[Your objective] Reproduce the passage of the Tim Hardin reissue review from "while others have" up to and including "the satisfied minds...", word for word.

[Supplied text]
"...Will We Ever Run Free Of Those Worldly Wantings?"
This is a moving and at
times frustrating release for an artist who engendered both emotions - Oregon's
TIM HARDIN.
It's also a tale of two
cities - an experimental navel-gazing heart-on-your-emotional-sleeve concept
album from 1969 that some have praised as a second "Astral Weeks"
while others have labelled "Suite For Susan Moore..." as utter knob
and self-indulgent drivel - sat alongside a far more accessible and commercial
album from 1971 called "Bird On A Wire" (after a Leonard Cohen cover
version) - itself a sort of Soulful singer-songwriter return to form. I'm down
with both opinions. Whatever you say about Tim Hardin - he and his music was
never anything less than interesting. Here are the satisfied minds...
UK released November 1999
(reissued October 2009) - "Suite For Susan Moore And Damion - We Are -
One, One, All In One/Bird On A Wire" by TIM HARDIN on Beat Goes On BGOCD
470 (Barcode 5017251204707) offers 2LPs Remastered onto 1CD and plays out as
follows (78:53 minutes):
Implication I: [Side 1]
1. First Love Song
2. Everything Good Become
More True
Implication II:
3. Question Of Birth
4. Once-Touched By Flame
5. Last Sweet Moments
Implication III: [Side 2]
6. Magician
7. Loneliness She Knows
End Of Implication:
8. The Country I'm Living In
9. One, One, The Perfect Sum
10. Susan
Tracks 1 to 10 are his 5th
album "Suite For Susan Moore And Damion - We Are - One, One, All In
One" - released April 1969 in the USA on Columbia CS 9787 (Stereo) and May
1969 in the UK on CBS Records S 63571 (Stereo).

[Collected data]
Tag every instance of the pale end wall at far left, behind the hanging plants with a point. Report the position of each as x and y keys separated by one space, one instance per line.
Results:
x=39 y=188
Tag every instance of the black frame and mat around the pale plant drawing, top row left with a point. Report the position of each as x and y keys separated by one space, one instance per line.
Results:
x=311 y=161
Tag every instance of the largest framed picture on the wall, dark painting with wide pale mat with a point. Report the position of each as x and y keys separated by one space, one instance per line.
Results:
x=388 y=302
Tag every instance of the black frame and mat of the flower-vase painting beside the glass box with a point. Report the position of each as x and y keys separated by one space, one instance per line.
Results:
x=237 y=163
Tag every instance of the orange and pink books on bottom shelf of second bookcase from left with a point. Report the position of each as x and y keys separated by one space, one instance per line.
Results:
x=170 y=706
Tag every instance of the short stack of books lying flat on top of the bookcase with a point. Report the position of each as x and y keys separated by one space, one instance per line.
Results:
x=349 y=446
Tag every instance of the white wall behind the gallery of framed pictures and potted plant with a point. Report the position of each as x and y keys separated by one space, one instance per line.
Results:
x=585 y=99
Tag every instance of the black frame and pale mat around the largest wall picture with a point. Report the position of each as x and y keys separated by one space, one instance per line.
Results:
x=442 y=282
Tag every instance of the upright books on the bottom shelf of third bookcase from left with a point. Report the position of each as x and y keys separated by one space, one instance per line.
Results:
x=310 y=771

* * *

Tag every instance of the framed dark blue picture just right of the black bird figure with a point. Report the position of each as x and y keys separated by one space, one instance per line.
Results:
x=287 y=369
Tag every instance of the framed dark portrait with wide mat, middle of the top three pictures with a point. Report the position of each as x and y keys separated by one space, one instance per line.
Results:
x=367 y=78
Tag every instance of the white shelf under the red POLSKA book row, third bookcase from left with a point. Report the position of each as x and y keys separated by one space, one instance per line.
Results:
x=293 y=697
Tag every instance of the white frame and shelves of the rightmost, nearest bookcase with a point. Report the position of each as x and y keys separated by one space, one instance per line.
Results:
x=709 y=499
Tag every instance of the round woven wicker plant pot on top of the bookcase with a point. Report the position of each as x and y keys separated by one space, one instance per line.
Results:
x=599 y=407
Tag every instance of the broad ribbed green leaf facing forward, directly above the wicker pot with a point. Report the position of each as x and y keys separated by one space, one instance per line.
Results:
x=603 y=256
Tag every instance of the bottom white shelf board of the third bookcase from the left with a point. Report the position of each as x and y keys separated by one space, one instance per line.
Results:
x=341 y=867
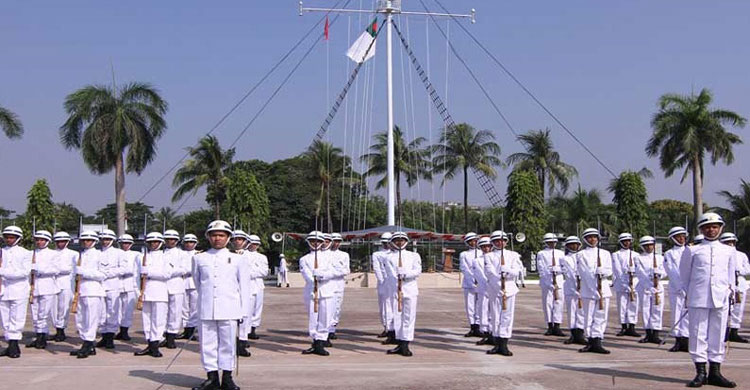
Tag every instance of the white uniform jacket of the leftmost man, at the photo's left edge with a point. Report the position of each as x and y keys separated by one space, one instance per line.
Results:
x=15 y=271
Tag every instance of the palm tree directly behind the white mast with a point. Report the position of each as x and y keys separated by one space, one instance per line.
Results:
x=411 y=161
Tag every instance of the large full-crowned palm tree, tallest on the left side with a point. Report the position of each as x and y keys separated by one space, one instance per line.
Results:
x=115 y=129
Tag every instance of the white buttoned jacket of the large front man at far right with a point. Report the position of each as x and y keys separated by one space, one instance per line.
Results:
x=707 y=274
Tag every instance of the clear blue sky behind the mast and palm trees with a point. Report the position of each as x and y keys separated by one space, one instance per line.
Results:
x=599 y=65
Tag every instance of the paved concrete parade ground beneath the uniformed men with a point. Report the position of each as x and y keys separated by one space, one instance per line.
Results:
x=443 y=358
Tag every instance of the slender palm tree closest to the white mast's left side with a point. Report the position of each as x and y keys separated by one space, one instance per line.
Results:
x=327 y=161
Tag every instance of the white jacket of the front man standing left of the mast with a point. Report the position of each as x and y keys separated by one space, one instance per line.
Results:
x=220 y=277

[Exercise answer]
while others have labelled "Suite For Susan Moore..." as utter knob
and self-indulgent drivel - sat alongside a far more accessible and commercial
album from 1971 called "Bird On A Wire" (after a Leonard Cohen cover
version) - itself a sort of Soulful singer-songwriter return to form. I'm down
with both opinions. Whatever you say about Tim Hardin - he and his music was
never anything less than interesting. Here are the satisfied minds...